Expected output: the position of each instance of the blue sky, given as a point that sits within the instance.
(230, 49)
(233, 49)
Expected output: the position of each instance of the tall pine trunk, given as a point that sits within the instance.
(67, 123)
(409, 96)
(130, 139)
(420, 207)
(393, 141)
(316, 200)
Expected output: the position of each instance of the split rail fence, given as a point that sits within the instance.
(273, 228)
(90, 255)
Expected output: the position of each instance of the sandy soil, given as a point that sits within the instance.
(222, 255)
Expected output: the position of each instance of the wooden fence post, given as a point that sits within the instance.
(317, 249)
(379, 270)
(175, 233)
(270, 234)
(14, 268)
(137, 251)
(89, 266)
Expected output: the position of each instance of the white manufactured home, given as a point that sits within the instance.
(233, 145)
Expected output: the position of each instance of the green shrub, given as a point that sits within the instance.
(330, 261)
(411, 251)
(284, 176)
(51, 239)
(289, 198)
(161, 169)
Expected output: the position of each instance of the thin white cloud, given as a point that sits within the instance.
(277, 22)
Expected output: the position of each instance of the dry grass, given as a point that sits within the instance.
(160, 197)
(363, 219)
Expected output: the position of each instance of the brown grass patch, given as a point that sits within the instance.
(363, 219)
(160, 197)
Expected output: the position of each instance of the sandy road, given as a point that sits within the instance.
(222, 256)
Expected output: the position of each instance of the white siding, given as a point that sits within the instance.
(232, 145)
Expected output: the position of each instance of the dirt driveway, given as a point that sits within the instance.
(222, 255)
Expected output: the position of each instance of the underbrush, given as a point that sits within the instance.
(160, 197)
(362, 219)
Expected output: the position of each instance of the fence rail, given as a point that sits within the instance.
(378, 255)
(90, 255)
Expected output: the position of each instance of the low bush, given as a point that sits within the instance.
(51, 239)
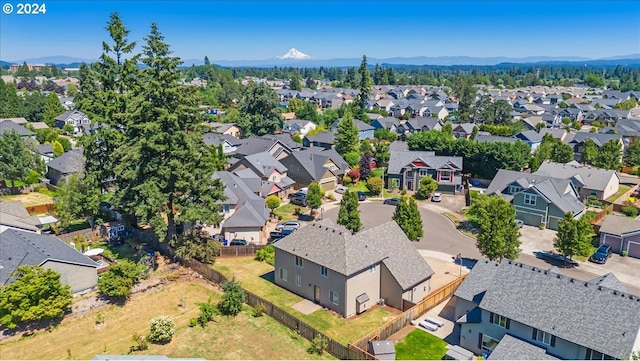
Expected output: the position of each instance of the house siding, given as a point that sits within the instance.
(78, 277)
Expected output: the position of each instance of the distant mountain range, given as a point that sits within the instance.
(295, 58)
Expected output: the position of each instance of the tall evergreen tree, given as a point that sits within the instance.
(407, 216)
(349, 215)
(164, 170)
(52, 108)
(346, 139)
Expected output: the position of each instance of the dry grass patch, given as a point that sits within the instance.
(257, 277)
(243, 337)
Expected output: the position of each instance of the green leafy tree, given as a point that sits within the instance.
(35, 295)
(16, 157)
(346, 139)
(408, 218)
(52, 108)
(233, 298)
(163, 173)
(118, 281)
(314, 196)
(272, 202)
(78, 198)
(498, 233)
(259, 110)
(197, 244)
(161, 329)
(365, 85)
(349, 214)
(574, 236)
(609, 155)
(427, 186)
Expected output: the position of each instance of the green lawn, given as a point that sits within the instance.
(420, 345)
(252, 275)
(622, 189)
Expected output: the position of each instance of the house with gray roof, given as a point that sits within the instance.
(245, 212)
(18, 248)
(326, 167)
(408, 168)
(14, 215)
(60, 168)
(538, 200)
(272, 174)
(622, 234)
(588, 181)
(541, 314)
(349, 273)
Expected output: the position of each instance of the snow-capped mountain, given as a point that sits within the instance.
(294, 54)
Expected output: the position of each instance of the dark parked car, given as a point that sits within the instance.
(238, 242)
(392, 201)
(601, 254)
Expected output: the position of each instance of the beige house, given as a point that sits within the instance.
(349, 273)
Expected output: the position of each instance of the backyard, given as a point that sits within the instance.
(420, 345)
(243, 337)
(257, 277)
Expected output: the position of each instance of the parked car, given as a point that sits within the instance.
(340, 189)
(601, 255)
(392, 201)
(299, 201)
(289, 224)
(238, 242)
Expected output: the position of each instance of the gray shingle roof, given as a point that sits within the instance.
(400, 159)
(27, 248)
(70, 162)
(323, 244)
(593, 178)
(512, 348)
(592, 316)
(8, 125)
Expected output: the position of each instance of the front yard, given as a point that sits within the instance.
(257, 277)
(243, 337)
(420, 345)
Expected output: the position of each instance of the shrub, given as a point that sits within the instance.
(630, 211)
(374, 185)
(318, 345)
(161, 329)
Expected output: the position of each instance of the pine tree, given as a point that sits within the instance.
(346, 139)
(408, 218)
(164, 170)
(349, 215)
(52, 108)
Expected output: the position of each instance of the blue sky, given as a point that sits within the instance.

# # # #

**Task**
Quote every one of the items above word for word, leaving out the pictures.

**Response to this exercise**
Expected output: the position of each instance of the blue sky, given as a point that sits within the instance.
(230, 49)
(233, 49)
Expected output: the position of each instance of the tall pine trunk, given as a point that sits within the instance.
(67, 123)
(409, 96)
(130, 139)
(420, 207)
(393, 141)
(316, 200)
Expected output: the position of each instance of the split rail fence, given as a point that sits within the instance.
(273, 228)
(90, 255)
Expected output: the position of each instance of the sandy soil, given as a point that sits within the instance.
(222, 255)
Expected output: the position of each instance of the wooden fence post, given as a point that sits within the instance.
(317, 249)
(379, 270)
(175, 233)
(270, 234)
(14, 268)
(137, 251)
(89, 266)
Expected output: the position of each instance of the white manufactured home, given as a point that sits within the instance.
(233, 145)
Expected output: the position of each instance of the green shrub, given as a point that sits within the instance.
(330, 261)
(411, 251)
(284, 176)
(51, 239)
(289, 198)
(161, 169)
Expected output: the position of each instance of the thin white cloud, given as a point that sits within the instance.
(277, 22)
Expected output: the position of each instance of the dry grass, given as a point that sits within the instance.
(160, 197)
(363, 219)
Expected output: the position of each instance of the brown grass patch, given as a point that sits within the instance.
(363, 219)
(160, 197)
Expected output: the position of each instance of the sandy road, given as a point that sits within the instance.
(222, 256)
Expected output: the position of each instance of the white siding, given as a point that sits within the instance.
(232, 145)
Expected output: the position of each instance of the dirt driveway, given as a point that sits within the instance.
(222, 255)
Expected output: the position of each instance of the underbrush, given as a point that sits within the instance.
(160, 197)
(362, 219)
Expected output: the position of each instance of the fence rail, given as a point that sits within the instance.
(378, 255)
(90, 255)
Expected output: the position of each instance of the low bush, given as a point that sits within the instance.
(51, 239)
Expected output: the position of each instance of the house siding, given as a point that sits within the instance.
(78, 277)
Expected output: the position of each instance of the distant mountain range, given as a point that sits within the instance.
(295, 58)
Expected output: the position of each instance of the tall evergreen tree, given as a point that sits within the instance.
(407, 216)
(349, 215)
(164, 170)
(52, 108)
(346, 139)
Expected output: the position of each instance of the dry grass patch, given as a point that sits within the instance.
(257, 277)
(243, 337)
Expected output: the position of each instance of the green leafy tree, given as a point that sits within the instance.
(35, 295)
(16, 157)
(346, 139)
(408, 218)
(52, 108)
(233, 298)
(163, 173)
(118, 281)
(314, 196)
(272, 202)
(78, 198)
(498, 233)
(259, 110)
(197, 244)
(161, 329)
(365, 85)
(349, 214)
(574, 236)
(609, 155)
(427, 186)
Expected output: the position of each instance of the green lawn, given as a point that sits within the instance.
(420, 345)
(252, 275)
(622, 189)
Expected output: the position of each instance of the house with gray roof, given as a point that sits within the instance.
(245, 212)
(18, 248)
(326, 167)
(408, 168)
(14, 215)
(60, 168)
(538, 200)
(272, 174)
(622, 234)
(588, 181)
(541, 314)
(349, 273)
Expected output: the position of each instance of the snow-capped mountain, given as a point that sits within the instance.
(294, 54)
Expected output: the position of each instance of the dark parked car, given as a point that sits within the instance.
(238, 242)
(392, 201)
(601, 254)
Expected output: the position of each instance of the beige house, given as a point that sits within the instance.
(349, 273)
Expected output: the position of each instance of the backyard, given as a point that sits within the instance.
(420, 345)
(243, 337)
(257, 277)
Expected output: the position of each instance of the parked car, given as a point that sits within the instance.
(340, 189)
(601, 255)
(392, 201)
(299, 201)
(289, 224)
(238, 242)
Expected output: the position of each instance of the gray shingle roof, given as a point that sits within the instance.
(400, 159)
(27, 248)
(70, 162)
(323, 244)
(593, 178)
(512, 348)
(592, 316)
(8, 125)
Expected output: the position of each instance of the front yard, given as a point that sits within the instance.
(257, 277)
(243, 337)
(420, 345)
Expected output: the position of each instance of the shrub, given as a point that sits within the instance.
(630, 211)
(374, 185)
(318, 345)
(161, 329)
Expected output: the position of each instance of the pine tree, given as a point that sits within the instance.
(346, 139)
(408, 218)
(164, 170)
(349, 215)
(52, 108)
Expected output: the position of each instance of the blue sky, given as a point that sits within the instance.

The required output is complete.